- _Task statement_: Please find every line in the entries below that contains the string "clicks" and copy each of those lines.

- _Data extracts_:
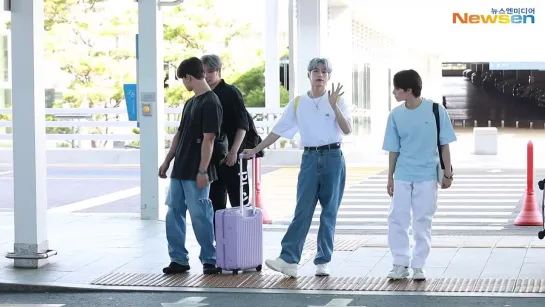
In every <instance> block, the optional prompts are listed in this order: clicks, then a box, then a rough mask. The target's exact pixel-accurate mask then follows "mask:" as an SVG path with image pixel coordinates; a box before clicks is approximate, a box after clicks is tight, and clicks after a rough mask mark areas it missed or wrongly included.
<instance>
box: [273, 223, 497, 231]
mask: <svg viewBox="0 0 545 307" xmlns="http://www.w3.org/2000/svg"><path fill="white" fill-rule="evenodd" d="M319 227H320V226H319V225H311V226H310V230H313V231H316V230H318V229H319ZM286 228H287V225H283V224H269V225H263V229H282V230H285V229H286ZM335 229H337V230H352V231H353V230H382V231H386V230H388V225H386V224H384V225H337V226H336V227H335ZM502 229H503V226H488V225H487V226H475V225H462V226H459V225H434V226H433V230H469V231H479V230H480V231H499V230H502Z"/></svg>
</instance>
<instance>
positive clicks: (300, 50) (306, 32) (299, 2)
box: [295, 0, 335, 94]
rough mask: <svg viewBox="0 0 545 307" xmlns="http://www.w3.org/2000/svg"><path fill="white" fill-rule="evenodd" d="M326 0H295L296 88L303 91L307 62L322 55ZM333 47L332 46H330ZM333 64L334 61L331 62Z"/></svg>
mask: <svg viewBox="0 0 545 307" xmlns="http://www.w3.org/2000/svg"><path fill="white" fill-rule="evenodd" d="M327 16H328V1H327V0H297V27H298V31H297V32H298V33H297V59H296V61H297V71H296V72H295V73H296V76H297V77H296V78H297V89H298V90H299V93H298V94H300V93H301V92H305V91H306V90H307V89H308V88H309V86H310V85H309V80H308V76H307V65H308V62H309V61H310V60H311V59H312V58H315V57H324V56H325V54H327V53H326V52H324V51H325V50H324V49H325V46H326V44H327V36H328V31H327V29H328V28H327ZM332 47H333V46H332ZM333 64H334V65H335V63H333Z"/></svg>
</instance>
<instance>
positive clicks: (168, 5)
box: [159, 0, 184, 6]
mask: <svg viewBox="0 0 545 307" xmlns="http://www.w3.org/2000/svg"><path fill="white" fill-rule="evenodd" d="M182 3H184V0H174V1H159V6H177V5H180V4H182Z"/></svg>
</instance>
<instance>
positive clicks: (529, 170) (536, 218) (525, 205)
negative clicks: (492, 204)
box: [515, 141, 543, 226]
mask: <svg viewBox="0 0 545 307" xmlns="http://www.w3.org/2000/svg"><path fill="white" fill-rule="evenodd" d="M526 155H527V156H526V161H527V166H526V175H527V178H526V181H527V186H526V193H525V195H524V203H523V204H522V210H521V211H520V213H519V215H518V216H517V218H516V219H515V225H517V226H542V225H543V217H542V216H541V212H540V211H539V207H538V205H537V201H536V198H535V196H534V144H533V143H532V141H529V142H528V145H527V147H526Z"/></svg>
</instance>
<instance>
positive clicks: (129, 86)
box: [123, 83, 140, 126]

- _Result of the task_:
In every <instance> block, the optional prompts are listed in this order: clicks, then a box, then a rough mask. The target's exact pixel-accurate mask then follows "mask:" as an SVG path with image pixel coordinates; a box before clicks is approximate, a box after clicks is tight, and clicks after a rough mask mark areas it missed or wrongly included.
positive clicks: (300, 50) (306, 32) (299, 2)
positive clicks: (168, 5)
positive clicks: (529, 170) (536, 218) (525, 205)
negative clicks: (492, 204)
positive clicks: (129, 86)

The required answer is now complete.